> **Travail à faire**:
1 - Répondez d'après l'extrait sur Alain Bombard :
(a) Sous quel surnom Alain Bombard est-il connu ?
(b) Dans quelle ville était-il jeune interne en médecine ?
(c) Comment s'appelait le chalutier qui a fait naufrage ?
2 - Dans l'extrait sur Alain Bombard, recopiez mot pour mot tout le passage qui va de « Alain Bombard reste » jusqu'à « possible, sans vivres... ».

> **Extrait source**:
◇ ◇ ◇ ◇ ◇ ◇ ◇

Alain Bombard reste célèbre dans le monde de la mer pour ses expériences menées sur lui-même dans ses recherches sur la survie en mer. Connu sous le surnom du “Naufragé volontaire”, ce médecin d’après-guerre se persuada que la survie en mer était possible, sans vivres...

Homme à la mer MOB (5/5) - Alain Bombard, le naufragé volontaire

Le naufrage du Notre Dame de Peyragudes

Bombard raconte que l’origine de son obsession pour la survie en mer remonte à ses années passées à Boulogne-sur-Mer, où, jeune interne en médecine, il aurait autopsié les nombreuses victimes (41 dans ses souvenirs) du naufrage d’un chalutier, le Notre-Dame de Peyragudes. Les marins, jeunes et vigoureux ne semblaient pas avoir lutté, mais s’être noyés, sans espoir de survie.

◇ ◇ ◇ ◇ ◇ ◇ ◇

> **Données fournies**:
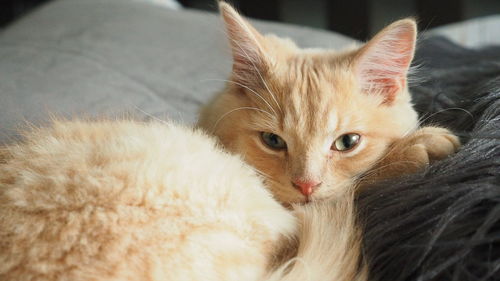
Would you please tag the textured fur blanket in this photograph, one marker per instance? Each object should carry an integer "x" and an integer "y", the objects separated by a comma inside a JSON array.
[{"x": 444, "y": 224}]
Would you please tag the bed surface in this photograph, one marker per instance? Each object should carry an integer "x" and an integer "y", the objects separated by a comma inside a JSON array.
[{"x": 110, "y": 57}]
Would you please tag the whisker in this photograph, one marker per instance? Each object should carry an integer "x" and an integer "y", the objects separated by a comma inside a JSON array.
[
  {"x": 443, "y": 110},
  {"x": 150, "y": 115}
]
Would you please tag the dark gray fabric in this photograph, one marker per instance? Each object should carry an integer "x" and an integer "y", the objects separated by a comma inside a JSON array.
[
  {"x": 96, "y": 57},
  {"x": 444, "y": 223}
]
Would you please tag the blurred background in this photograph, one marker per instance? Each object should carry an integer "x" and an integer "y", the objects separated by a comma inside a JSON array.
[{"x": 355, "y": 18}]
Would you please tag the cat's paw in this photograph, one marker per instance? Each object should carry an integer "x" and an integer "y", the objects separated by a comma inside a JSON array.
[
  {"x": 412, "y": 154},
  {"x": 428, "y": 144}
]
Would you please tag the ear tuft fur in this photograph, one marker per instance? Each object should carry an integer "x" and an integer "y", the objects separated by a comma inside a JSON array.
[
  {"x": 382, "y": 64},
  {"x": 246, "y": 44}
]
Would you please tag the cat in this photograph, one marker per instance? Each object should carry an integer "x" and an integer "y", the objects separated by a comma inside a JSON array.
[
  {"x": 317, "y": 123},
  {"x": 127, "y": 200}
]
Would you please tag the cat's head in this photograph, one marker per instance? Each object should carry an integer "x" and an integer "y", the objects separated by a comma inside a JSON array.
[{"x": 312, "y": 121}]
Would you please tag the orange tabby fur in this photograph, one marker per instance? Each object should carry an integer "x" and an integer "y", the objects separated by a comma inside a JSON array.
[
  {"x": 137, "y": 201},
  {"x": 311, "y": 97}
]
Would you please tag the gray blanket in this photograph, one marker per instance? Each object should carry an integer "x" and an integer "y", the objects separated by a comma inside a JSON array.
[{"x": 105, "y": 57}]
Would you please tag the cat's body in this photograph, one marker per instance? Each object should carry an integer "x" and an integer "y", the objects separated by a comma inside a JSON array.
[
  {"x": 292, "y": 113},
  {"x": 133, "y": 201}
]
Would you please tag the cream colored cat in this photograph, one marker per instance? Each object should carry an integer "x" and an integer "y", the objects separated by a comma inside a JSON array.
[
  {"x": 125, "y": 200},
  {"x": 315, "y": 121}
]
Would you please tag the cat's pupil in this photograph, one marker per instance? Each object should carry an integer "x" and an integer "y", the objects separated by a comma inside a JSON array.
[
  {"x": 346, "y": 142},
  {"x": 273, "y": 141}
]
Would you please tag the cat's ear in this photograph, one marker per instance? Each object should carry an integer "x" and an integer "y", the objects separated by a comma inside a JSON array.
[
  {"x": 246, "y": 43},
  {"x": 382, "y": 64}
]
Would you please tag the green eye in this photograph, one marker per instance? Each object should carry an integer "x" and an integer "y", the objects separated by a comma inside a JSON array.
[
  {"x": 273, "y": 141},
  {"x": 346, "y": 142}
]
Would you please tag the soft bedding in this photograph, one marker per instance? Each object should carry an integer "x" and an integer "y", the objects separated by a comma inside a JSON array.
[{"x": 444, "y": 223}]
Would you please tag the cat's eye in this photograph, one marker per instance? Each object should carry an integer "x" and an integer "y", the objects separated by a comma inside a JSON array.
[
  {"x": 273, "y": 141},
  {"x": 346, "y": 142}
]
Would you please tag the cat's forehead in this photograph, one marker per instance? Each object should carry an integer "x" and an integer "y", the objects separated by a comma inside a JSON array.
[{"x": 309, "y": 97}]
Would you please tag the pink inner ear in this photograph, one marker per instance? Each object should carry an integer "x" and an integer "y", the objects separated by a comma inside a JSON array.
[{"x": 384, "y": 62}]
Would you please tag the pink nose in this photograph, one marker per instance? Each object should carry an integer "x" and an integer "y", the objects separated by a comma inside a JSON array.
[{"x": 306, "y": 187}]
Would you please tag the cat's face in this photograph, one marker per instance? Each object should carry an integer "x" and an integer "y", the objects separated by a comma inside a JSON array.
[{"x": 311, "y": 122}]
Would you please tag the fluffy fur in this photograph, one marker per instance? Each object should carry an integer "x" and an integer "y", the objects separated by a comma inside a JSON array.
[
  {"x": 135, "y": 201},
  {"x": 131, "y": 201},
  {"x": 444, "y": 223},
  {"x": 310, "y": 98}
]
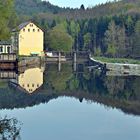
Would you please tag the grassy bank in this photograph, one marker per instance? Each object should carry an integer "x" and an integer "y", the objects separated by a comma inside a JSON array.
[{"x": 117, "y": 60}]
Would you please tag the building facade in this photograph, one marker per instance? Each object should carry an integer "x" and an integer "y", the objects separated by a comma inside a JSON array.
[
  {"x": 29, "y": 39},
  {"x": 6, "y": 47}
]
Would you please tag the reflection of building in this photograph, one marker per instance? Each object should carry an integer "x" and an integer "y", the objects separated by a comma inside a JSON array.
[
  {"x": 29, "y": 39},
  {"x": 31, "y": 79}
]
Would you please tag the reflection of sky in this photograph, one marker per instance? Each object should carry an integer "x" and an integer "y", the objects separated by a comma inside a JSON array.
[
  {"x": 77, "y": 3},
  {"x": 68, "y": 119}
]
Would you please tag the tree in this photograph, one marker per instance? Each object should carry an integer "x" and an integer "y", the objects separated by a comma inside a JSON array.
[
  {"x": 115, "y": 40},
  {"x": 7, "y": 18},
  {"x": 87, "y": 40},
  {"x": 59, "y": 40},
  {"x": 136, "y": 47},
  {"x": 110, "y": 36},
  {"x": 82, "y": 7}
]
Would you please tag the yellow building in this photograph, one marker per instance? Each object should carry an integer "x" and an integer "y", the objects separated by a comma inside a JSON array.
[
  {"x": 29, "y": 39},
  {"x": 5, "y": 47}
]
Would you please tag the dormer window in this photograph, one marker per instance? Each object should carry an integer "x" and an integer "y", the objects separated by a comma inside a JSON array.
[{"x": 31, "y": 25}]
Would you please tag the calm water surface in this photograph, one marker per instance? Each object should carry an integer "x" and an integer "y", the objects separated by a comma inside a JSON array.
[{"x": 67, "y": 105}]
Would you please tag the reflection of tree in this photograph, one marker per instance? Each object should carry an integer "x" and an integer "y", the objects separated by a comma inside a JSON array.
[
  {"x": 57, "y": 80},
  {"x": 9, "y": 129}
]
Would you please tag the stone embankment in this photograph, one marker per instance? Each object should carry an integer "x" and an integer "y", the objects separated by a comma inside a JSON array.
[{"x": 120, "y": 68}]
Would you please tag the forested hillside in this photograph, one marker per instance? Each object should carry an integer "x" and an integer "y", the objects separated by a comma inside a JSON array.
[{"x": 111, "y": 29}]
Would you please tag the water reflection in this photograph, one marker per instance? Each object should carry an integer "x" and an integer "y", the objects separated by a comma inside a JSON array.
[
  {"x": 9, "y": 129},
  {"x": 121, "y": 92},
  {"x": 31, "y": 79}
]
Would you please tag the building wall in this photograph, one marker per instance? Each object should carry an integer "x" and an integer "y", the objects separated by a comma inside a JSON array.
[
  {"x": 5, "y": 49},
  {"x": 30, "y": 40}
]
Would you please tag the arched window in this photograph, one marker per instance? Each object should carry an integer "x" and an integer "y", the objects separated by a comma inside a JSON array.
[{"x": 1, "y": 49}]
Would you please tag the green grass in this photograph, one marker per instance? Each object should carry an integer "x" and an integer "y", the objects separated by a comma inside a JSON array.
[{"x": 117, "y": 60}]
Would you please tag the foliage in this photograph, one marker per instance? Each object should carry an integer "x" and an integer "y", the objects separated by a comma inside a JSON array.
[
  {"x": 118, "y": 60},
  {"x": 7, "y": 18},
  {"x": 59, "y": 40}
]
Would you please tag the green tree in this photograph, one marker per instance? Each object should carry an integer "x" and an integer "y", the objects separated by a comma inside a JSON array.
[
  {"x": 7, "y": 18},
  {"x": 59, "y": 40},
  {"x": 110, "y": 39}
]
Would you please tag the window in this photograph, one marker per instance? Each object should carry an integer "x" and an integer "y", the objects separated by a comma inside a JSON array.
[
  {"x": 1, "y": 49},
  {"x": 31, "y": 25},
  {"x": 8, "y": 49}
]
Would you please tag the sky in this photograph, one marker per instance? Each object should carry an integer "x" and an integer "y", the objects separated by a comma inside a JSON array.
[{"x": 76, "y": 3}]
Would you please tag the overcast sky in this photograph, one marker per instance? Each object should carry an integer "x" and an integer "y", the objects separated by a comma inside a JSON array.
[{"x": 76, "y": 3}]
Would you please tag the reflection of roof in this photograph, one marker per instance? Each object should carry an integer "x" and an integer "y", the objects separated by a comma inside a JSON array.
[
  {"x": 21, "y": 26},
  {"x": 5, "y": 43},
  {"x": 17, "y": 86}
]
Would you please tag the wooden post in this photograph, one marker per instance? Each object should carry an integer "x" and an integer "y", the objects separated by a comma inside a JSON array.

◇ ◇ ◇ ◇ ◇ ◇ ◇

> **Corrigés**:
1 -
(a) Le « Naufragé volontaire ».
(b) À Boulogne-sur-Mer.
(c) Le Notre-Dame de Peyragudes.

2 -
Alain Bombard reste célèbre dans le monde de la mer pour ses expériences menées sur lui-même dans ses recherches sur la survie en mer. Connu sous le surnom du “Naufragé volontaire”, ce médecin d’après-guerre se persuada que la survie en mer était possible, sans vivres...